> BRIEF
Copy out everything in the rows below from the line containing "of the gray" down to the line containing "[(248, 364)]", including both of those lines.

> RECORDS FOR THIS EXERCISE
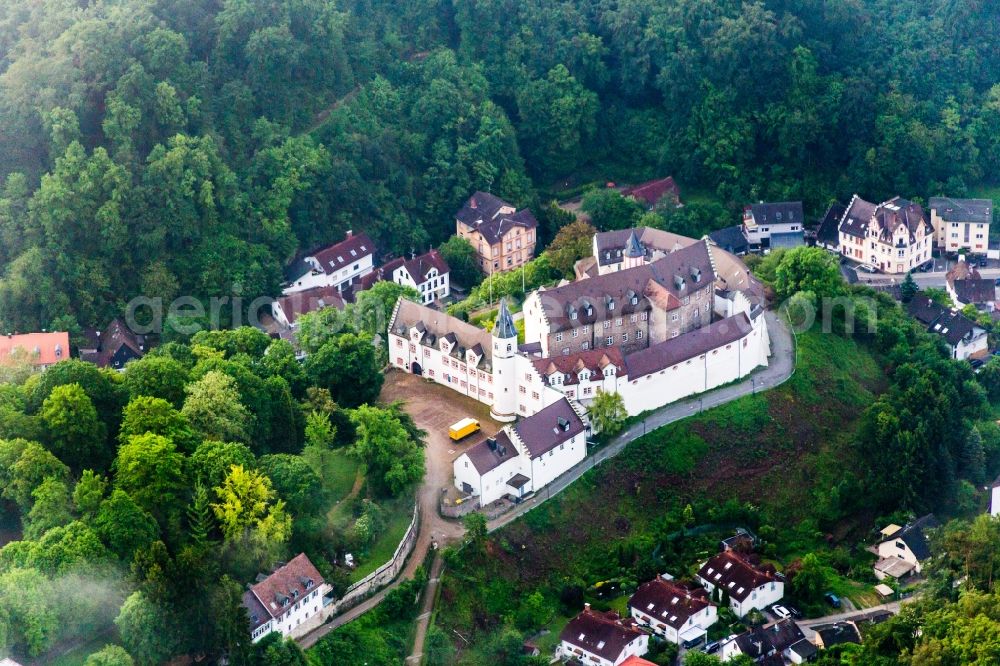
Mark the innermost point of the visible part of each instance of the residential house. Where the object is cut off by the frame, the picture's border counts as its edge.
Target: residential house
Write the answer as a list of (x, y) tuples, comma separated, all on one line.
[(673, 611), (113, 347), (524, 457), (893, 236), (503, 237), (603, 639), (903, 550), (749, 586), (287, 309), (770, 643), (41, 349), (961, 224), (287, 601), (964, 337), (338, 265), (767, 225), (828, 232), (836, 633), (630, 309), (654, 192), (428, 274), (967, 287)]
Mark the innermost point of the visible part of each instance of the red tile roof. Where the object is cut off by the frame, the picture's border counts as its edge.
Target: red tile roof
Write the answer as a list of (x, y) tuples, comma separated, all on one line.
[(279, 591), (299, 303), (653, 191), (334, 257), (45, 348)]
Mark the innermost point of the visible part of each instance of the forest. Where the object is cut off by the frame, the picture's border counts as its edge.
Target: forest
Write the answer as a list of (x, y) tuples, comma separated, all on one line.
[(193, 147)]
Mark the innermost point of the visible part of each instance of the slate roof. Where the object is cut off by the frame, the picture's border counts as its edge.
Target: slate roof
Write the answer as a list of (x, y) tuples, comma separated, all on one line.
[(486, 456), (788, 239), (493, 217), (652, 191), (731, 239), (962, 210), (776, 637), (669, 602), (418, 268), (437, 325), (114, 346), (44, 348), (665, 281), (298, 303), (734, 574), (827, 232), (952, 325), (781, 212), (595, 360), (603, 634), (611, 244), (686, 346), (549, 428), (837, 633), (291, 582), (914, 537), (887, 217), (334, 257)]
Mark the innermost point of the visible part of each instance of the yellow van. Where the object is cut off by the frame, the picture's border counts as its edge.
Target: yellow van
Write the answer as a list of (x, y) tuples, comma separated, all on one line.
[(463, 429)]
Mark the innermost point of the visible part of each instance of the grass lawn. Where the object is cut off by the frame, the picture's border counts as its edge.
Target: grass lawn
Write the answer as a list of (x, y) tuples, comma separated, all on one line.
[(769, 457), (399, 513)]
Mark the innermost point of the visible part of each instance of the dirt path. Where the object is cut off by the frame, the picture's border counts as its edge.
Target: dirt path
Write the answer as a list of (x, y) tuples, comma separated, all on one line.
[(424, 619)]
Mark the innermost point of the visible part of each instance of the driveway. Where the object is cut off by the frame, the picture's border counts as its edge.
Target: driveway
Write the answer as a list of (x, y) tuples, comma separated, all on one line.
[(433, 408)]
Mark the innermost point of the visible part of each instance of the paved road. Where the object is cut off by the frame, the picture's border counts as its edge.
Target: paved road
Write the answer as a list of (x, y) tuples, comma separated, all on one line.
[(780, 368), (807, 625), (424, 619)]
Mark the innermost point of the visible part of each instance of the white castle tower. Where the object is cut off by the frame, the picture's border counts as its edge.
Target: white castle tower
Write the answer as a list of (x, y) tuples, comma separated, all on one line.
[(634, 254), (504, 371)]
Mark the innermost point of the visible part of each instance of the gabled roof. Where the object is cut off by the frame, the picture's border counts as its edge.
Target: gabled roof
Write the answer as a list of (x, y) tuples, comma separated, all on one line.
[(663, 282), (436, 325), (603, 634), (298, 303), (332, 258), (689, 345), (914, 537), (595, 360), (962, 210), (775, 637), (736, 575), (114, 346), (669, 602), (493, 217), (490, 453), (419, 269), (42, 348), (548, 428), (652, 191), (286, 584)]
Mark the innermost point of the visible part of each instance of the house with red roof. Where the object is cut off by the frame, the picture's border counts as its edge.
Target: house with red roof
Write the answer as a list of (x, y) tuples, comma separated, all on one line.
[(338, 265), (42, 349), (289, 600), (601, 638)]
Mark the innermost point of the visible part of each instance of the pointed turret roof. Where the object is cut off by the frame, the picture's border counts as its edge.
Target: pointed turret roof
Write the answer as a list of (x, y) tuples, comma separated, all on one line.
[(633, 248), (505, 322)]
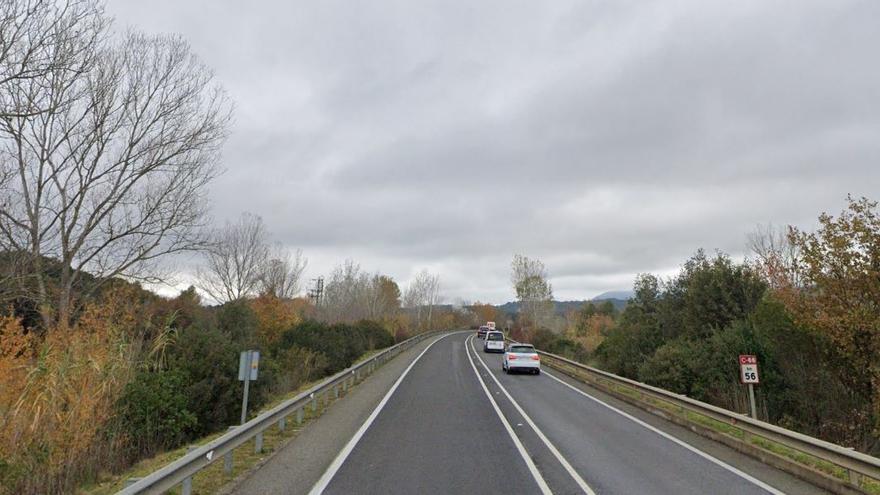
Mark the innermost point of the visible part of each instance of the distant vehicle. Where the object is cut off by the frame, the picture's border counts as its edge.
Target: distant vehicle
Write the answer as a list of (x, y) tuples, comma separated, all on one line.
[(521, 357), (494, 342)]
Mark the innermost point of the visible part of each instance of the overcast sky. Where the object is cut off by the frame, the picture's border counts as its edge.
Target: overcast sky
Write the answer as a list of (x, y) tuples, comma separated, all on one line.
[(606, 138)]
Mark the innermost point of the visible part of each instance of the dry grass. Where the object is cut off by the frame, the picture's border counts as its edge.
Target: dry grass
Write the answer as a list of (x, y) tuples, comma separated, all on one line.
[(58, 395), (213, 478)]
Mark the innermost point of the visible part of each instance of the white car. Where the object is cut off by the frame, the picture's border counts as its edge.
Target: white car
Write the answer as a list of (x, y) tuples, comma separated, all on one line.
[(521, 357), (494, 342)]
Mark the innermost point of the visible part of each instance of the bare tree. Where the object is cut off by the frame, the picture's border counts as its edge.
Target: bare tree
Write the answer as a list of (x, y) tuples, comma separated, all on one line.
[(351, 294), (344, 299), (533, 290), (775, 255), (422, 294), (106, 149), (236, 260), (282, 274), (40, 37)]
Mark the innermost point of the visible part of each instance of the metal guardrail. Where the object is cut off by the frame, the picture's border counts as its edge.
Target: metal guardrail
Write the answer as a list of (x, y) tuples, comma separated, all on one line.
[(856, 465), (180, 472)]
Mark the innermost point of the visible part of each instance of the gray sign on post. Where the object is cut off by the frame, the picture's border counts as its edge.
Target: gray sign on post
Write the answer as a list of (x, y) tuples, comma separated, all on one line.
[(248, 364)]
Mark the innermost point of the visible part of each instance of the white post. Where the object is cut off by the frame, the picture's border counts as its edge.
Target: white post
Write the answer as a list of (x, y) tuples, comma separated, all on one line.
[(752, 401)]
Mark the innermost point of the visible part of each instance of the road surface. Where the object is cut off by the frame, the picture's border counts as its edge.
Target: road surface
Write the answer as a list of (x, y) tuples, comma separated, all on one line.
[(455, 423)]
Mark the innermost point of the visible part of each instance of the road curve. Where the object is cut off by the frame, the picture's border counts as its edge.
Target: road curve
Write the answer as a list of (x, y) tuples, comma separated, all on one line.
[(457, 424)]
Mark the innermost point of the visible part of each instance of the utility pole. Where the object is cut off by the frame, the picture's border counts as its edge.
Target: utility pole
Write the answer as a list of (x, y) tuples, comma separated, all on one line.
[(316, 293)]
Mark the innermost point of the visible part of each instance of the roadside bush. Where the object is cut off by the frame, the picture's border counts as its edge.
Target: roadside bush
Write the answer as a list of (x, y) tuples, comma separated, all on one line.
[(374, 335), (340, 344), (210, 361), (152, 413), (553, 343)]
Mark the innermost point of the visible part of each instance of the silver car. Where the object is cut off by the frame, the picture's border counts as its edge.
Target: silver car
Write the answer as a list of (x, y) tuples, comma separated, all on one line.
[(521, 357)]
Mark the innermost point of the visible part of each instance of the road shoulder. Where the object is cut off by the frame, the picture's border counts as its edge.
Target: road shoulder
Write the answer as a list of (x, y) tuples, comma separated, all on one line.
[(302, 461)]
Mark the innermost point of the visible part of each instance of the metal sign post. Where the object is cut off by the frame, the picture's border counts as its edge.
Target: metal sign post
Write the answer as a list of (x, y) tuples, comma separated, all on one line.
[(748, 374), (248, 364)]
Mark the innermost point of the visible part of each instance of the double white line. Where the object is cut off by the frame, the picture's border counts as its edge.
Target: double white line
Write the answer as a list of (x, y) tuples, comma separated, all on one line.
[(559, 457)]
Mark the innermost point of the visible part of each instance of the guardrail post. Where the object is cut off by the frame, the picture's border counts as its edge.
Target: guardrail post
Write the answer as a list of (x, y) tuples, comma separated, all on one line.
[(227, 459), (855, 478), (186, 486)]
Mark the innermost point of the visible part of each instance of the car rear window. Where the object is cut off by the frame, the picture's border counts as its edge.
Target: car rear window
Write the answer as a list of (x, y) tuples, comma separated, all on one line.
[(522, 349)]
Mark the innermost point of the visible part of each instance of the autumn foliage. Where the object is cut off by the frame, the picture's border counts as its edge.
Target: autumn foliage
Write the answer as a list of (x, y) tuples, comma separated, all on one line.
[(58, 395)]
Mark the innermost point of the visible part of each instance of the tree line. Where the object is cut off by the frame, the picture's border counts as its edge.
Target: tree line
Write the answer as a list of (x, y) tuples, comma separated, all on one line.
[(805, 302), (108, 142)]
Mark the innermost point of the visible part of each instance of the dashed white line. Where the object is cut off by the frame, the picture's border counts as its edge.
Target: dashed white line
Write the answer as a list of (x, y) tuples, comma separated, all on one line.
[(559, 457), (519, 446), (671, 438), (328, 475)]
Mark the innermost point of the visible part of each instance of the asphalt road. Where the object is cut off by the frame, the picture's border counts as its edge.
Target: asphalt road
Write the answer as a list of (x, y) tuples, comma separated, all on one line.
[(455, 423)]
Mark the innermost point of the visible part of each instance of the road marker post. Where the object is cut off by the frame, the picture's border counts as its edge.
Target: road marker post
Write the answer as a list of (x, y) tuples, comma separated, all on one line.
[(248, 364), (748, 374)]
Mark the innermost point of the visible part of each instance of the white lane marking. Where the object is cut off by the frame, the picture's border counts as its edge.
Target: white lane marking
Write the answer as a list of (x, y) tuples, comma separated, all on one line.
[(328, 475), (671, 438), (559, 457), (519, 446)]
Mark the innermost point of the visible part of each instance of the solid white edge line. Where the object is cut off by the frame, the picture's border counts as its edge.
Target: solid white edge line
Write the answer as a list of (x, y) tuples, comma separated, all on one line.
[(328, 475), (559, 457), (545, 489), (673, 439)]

> REPLY
Mark the innermost point of the visible part of each instance of the gray sign on post. Where the object is cut off by the frame, the picture's border counts as its edge.
Target: gray sign on post
Write the answer as a list of (x, y) tuples, comma separated, all on one line.
[(248, 364)]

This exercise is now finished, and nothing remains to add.